• _选定文本_

:::::

热门标签 | HotTags
当前位置:  开发笔记 > 数据库 > 正文

Oracle中的半联结和反联结详解

这篇文章主要介绍了Oracle中的半联结和反联结详解,也称半连接和反连接,其实就是in、exists,需要的朋友可以参考下

当两张表进行联结的时候,如果表1中的数据行是否出现在结果集中需要根据表2中出现或不出现至少一个相匹配的数据行来判断,这种情况就会发生半联结;而反联结便是半联结的补集,它们会作为数据库中常见的联结方法如NESTED LOOPS,MERGE SORT JOIN,HASH JOIN的选项出现。

实际上半联结和反联结本身也可以被认同是两种联结方法;在CBO优化模式下,优化器能够根据实际情况灵活的转换执行语句从而实现半联结和反联结方法,毕竟没有什么SQL语法可以显式的调用半联结和反联结,它们只是SQL语句满足某些条件时优化器可以选择的选项而已,不过仍然有必要深入这两种选项在特定情况下带来的性能优势。

半联结

半联结通常都发生在使用含有IN和EXISTS的相关子查询的时候,=ANY的用法与IN相同,所以也会出现发生半联结的情况;不过也是有例外的,在11gR2版本中,优化器不会为任何包含在OR分支中的子查询选择半联结,这也是现在官档中唯一明确标识的限制条件,来看几种发生场景:

代码如下:

-- 使用IN关键字的相关子查询 => 发生NESTED LOOPS半联结
SQL> select department_name
  2  from hr.departments dept
  3  where department_id in (select department_id from hr.employees emp);

11 rows selected.

:::::

• _数据记录_
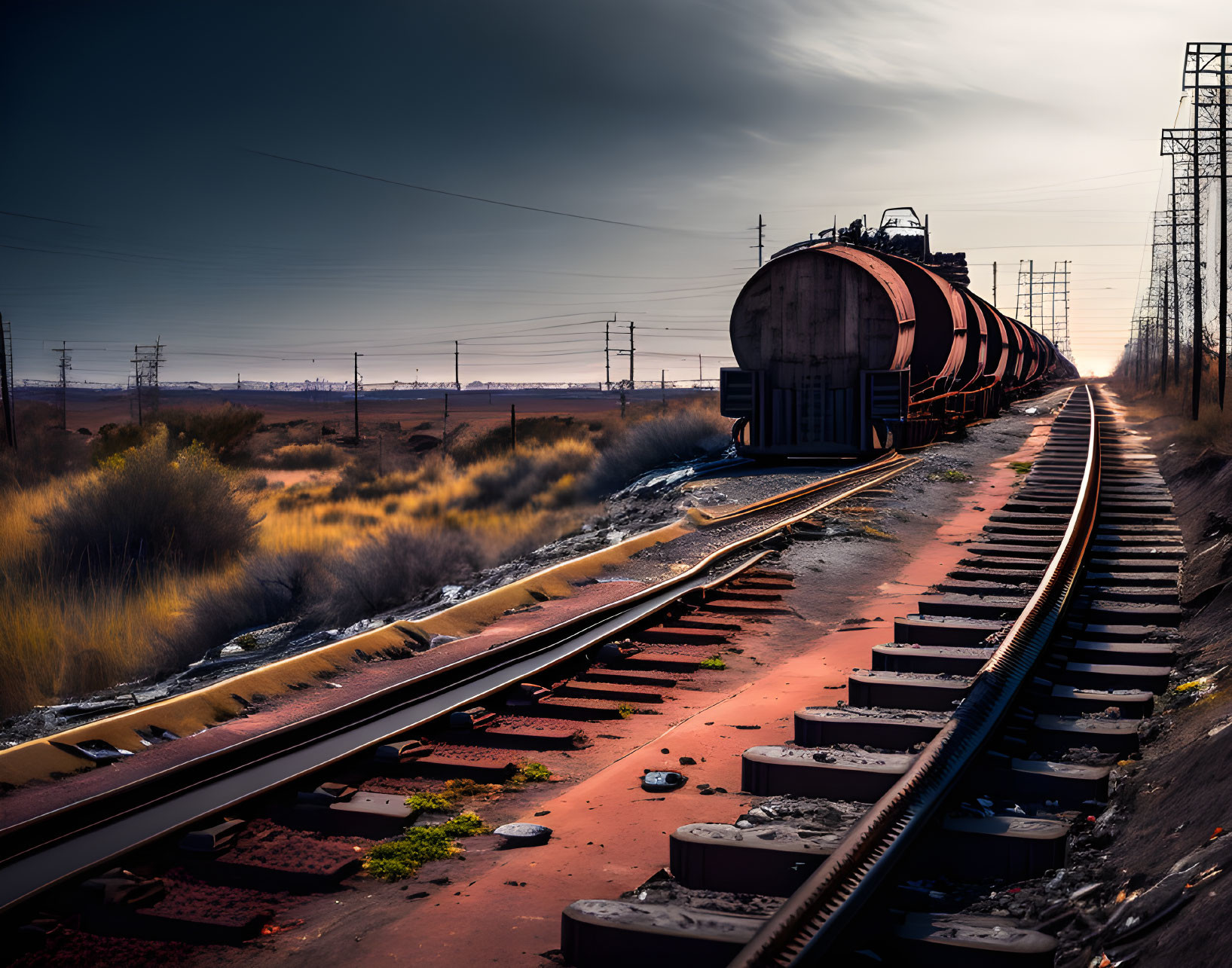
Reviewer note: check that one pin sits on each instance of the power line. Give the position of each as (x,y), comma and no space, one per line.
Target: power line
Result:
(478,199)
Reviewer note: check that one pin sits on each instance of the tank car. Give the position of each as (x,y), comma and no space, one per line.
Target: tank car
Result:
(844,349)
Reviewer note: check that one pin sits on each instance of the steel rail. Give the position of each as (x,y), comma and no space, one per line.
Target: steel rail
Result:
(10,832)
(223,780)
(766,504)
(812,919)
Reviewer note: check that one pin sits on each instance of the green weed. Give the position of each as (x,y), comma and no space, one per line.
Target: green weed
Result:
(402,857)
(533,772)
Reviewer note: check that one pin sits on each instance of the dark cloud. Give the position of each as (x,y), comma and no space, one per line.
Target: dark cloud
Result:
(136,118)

:::::

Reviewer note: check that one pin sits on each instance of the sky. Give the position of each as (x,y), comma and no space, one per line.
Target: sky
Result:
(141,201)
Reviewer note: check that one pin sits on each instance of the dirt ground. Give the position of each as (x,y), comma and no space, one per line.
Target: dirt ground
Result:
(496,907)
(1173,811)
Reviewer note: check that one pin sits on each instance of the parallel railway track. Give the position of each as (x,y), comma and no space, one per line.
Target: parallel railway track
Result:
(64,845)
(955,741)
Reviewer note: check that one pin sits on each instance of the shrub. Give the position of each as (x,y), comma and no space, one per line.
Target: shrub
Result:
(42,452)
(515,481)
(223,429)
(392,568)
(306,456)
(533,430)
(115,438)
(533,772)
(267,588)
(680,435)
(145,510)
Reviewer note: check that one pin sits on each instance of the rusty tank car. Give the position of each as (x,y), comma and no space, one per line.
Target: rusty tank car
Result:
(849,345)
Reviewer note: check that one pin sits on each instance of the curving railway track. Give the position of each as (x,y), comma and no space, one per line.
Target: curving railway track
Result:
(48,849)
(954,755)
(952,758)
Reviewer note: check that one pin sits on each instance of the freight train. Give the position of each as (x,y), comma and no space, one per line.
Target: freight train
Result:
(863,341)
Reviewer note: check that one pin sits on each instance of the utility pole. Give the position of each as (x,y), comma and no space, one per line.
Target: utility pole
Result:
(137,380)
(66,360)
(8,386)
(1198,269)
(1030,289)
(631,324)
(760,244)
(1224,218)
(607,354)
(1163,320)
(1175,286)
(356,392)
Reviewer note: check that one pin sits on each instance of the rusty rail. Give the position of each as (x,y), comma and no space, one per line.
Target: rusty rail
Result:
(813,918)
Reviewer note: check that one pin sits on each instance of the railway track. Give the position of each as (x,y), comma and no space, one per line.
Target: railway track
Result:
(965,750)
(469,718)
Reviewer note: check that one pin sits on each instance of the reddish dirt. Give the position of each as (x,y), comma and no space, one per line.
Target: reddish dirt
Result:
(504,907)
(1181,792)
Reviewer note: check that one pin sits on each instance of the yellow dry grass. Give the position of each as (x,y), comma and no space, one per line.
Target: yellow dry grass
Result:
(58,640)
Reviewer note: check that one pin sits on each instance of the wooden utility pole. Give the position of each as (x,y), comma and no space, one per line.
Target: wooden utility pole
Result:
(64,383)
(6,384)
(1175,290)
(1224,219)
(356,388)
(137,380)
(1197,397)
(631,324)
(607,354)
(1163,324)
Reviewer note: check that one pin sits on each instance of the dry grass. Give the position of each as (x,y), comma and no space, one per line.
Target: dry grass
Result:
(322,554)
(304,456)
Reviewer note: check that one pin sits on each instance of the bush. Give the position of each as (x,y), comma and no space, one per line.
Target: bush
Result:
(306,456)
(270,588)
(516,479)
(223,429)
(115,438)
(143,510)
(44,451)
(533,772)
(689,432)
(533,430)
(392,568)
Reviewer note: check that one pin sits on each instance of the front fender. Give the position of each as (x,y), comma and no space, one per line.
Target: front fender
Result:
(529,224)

:::::

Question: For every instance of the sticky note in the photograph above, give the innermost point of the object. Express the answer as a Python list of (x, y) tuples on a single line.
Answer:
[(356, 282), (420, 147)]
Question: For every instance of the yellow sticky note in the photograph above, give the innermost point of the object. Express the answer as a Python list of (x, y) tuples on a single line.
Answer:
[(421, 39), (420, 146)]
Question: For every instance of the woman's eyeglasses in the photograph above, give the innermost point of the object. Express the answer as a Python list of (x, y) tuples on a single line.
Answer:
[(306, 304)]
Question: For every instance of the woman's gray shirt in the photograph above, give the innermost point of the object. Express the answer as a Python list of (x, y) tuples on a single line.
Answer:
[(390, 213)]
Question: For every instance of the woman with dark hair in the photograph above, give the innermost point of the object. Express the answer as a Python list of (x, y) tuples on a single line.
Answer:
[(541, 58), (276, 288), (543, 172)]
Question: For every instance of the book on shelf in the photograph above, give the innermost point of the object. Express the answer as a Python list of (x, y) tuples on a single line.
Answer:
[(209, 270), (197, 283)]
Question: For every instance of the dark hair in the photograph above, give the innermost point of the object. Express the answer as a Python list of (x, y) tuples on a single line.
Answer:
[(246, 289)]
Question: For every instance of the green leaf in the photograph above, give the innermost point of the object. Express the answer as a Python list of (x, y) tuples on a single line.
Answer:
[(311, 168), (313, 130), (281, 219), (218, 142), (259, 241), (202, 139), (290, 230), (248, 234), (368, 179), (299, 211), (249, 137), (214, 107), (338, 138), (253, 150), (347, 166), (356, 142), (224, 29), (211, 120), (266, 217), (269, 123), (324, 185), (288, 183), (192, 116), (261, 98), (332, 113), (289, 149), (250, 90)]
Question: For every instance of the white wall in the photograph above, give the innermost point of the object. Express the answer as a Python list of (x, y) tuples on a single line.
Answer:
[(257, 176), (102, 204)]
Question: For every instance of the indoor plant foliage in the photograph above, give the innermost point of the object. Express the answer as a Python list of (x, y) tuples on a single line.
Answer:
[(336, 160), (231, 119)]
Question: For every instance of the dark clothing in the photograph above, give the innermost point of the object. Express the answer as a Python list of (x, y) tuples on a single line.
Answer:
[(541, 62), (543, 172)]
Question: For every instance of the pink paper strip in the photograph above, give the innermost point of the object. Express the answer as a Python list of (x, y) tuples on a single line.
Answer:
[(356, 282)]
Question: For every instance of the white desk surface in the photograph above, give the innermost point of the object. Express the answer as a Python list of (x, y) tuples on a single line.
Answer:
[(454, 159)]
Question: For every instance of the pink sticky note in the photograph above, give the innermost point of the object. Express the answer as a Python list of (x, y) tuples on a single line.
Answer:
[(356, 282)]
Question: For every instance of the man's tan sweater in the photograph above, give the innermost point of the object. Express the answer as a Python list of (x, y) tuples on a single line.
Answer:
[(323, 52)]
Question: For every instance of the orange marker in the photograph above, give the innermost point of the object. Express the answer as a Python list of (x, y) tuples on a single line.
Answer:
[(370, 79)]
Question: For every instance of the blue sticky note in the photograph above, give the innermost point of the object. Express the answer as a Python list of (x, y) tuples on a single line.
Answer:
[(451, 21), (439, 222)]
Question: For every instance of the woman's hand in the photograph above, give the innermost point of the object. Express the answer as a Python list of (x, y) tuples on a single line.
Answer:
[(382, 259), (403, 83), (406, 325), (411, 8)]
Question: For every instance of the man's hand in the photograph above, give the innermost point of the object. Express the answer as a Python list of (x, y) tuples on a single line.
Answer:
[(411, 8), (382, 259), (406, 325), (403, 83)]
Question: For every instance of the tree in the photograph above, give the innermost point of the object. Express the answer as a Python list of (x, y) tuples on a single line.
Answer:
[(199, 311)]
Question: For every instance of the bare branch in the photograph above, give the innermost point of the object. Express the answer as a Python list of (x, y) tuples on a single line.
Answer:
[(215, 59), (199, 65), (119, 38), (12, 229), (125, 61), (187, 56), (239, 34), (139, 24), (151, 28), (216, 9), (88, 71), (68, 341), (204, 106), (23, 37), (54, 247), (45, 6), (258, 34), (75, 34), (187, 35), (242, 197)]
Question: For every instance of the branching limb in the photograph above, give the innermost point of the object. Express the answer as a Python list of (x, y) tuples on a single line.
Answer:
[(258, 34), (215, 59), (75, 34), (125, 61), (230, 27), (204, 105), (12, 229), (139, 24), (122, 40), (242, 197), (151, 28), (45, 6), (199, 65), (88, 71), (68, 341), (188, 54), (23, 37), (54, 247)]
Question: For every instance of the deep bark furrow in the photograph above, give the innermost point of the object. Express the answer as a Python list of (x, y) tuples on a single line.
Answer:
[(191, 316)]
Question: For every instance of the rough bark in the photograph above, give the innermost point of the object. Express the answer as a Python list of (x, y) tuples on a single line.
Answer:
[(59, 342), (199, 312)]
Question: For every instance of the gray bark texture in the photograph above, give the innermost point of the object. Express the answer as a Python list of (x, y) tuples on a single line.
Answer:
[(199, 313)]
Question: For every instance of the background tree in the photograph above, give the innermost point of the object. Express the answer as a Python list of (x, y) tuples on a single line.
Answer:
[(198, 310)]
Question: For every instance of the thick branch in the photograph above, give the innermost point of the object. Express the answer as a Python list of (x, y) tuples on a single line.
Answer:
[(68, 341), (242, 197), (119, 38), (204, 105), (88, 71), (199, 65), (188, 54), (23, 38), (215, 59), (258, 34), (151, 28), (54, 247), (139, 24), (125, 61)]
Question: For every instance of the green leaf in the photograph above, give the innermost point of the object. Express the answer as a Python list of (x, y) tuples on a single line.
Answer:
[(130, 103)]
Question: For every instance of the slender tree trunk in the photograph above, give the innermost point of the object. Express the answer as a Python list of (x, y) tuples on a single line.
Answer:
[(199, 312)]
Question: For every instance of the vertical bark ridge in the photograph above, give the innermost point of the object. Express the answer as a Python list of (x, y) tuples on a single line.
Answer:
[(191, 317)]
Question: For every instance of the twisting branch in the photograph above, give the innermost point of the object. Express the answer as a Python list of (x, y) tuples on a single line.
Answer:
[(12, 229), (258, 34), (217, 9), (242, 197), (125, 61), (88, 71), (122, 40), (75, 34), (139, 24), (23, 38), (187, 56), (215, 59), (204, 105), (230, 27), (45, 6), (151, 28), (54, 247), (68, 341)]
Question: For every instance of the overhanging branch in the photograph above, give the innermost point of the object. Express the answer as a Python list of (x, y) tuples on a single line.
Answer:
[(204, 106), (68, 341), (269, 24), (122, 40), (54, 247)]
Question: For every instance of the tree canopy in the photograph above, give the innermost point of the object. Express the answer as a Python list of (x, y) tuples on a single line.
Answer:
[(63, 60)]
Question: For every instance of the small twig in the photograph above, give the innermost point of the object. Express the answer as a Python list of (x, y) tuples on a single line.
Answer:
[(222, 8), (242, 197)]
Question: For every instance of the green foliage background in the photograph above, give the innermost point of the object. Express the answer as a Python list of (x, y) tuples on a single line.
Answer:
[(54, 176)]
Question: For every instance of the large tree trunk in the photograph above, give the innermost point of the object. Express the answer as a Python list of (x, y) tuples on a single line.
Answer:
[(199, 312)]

:::::

• _任务说明_
请从讲解Oracle半联结与反联结的那篇文章的最后一句之后接着往下写。 这些记录在此不起任何作用。

• _回复_
Execution Plan
----------------------------------------------------------
Plan hash value: 2605691773

----------------------------------------------------------------------------------------
| Id  | Operation          | Name              | Rows  | Bytes | Cost (%CPU)| Time     |
----------------------------------------------------------------------------------------
|   0 | SELECT STATEMENT   |                   |    10 |   190 |     3   (0)| 00:00:01 |
|   1 |  NESTED LOOPS SEMI |                   |    10 |   190 |     3   (0)| 00:00:01 |
|   2 |   TABLE ACCESS FULL| DEPARTMENTS       |    27 |   432 |     3   (0)| 00:00:01 |
|*  3 |   INDEX RANGE SCAN | EMP_DEPARTMENT_IX |    41 |   123 |     0   (0)| 00:00:01 |
----------------------------------------------------------------------------------------

Predicate Information (identified by operation id):
---------------------------------------------------

   3 - access("DEPARTMENT_ID"="DEPARTMENT_ID")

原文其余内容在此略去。